• THE REQUEST
Copy the lines below, substituting "occurrence" for each "instance" and changing nothing else.

________________

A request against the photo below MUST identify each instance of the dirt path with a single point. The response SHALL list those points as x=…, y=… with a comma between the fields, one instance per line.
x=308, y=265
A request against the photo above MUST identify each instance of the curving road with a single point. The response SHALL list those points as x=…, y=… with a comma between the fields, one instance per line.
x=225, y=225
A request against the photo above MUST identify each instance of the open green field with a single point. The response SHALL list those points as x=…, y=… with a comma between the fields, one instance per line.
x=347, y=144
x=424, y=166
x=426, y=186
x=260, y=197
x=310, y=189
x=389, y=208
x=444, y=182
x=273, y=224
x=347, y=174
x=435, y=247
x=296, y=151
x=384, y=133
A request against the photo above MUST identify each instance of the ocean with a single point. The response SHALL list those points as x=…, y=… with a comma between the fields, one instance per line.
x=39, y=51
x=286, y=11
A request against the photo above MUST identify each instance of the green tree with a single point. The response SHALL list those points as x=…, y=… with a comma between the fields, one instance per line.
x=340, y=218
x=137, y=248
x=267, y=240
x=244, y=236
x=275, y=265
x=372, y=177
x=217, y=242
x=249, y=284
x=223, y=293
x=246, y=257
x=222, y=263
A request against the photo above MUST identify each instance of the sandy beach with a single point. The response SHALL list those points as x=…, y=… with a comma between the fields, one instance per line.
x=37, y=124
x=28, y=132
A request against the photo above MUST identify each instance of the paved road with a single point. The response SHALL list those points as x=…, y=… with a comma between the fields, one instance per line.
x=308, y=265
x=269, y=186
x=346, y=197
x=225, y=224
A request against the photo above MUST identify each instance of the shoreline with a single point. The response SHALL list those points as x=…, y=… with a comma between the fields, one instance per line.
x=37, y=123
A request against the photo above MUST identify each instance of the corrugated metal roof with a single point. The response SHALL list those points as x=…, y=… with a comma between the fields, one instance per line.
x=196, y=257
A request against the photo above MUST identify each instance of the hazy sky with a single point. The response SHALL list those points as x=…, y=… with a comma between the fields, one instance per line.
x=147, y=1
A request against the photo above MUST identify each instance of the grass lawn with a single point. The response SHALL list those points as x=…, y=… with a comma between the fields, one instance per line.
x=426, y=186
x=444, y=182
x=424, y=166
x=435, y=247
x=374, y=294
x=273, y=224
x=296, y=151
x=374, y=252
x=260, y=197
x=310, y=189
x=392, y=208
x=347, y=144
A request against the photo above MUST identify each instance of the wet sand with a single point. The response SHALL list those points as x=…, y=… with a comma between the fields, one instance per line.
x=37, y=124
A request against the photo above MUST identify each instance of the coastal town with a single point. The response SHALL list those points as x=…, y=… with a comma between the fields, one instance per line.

________________

• TASK ANSWER
A request against the photo below MUST identify each occurrence of the dirt path with a single point. The response SHALL list those points as x=…, y=… with a comma between the fields, one occurrence per line.
x=308, y=265
A request against the photo above MUST identify each occurrence of the curving road with a single point. The response SHALL list those points as x=…, y=… with a comma between the fields, one occurrence per line.
x=225, y=225
A request against the photo above MUST identify each occurrence of the open green field with a single point. The response SHALL list those points as x=…, y=… with a comma between the fields, one occurrence per line.
x=347, y=144
x=424, y=166
x=426, y=186
x=260, y=197
x=310, y=189
x=389, y=208
x=444, y=182
x=273, y=224
x=347, y=174
x=435, y=247
x=296, y=151
x=384, y=133
A request against the photo above MUST identify each occurrence of the ocean with a single point. The response SHALL list those points as x=…, y=… with a comma between the fields, one occurrence per line.
x=39, y=51
x=286, y=11
A request against the photo above MUST identify each occurrence of the green tree with a single point. The response SHALL list those points as x=…, y=… with a comma between the fields, one occurrence per line.
x=340, y=218
x=137, y=248
x=267, y=240
x=244, y=236
x=275, y=265
x=372, y=177
x=217, y=242
x=249, y=284
x=223, y=293
x=246, y=257
x=222, y=263
A request against the photo above MUST identify each occurrence of the sandy beach with a single point. The response SHALL list those points as x=…, y=… with a comma between the fields, one occurrence per line.
x=37, y=124
x=28, y=132
A request against the photo above MUST identify each occurrence of the paved road with a single point. The response SHALL list those points as x=…, y=… with a comma between the fields, one occurrence per line.
x=308, y=265
x=269, y=186
x=346, y=197
x=225, y=224
A request against the photo above MUST identify each occurrence of the shoreline with a single point. The response SHALL list those points as x=…, y=… with a comma between the fields, one occurrence per line.
x=37, y=123
A request against the photo above MUST identify each occurrence of the corrugated metal roof with a single point. The response SHALL list those points as x=…, y=… with a comma between the fields, one occurrence per line.
x=196, y=257
A request against the photo above MUST identify each occurrence of the hazy sky with a single point. The response SHALL list those points as x=…, y=… with a comma between the fields, one occurrence per line.
x=147, y=1
A request against the photo above MUST identify each occurrence of the grass lawn with a single point. The response SHALL list those points as x=…, y=… with a comma between the fields, one occurrence per line.
x=426, y=186
x=444, y=182
x=424, y=166
x=435, y=247
x=374, y=294
x=273, y=224
x=296, y=151
x=374, y=252
x=260, y=197
x=310, y=189
x=392, y=208
x=347, y=144
A request against the photo above MUST identify each occurrence of the wet sand with a single point. The response SHALL list those points as x=…, y=… with a comma between the fields, one occurrence per line.
x=37, y=124
A request against the photo above MUST identify each occurrence of the coastal town with a single point. The response SHALL list those points as x=…, y=… with a comma between the fields, one occurrence per line.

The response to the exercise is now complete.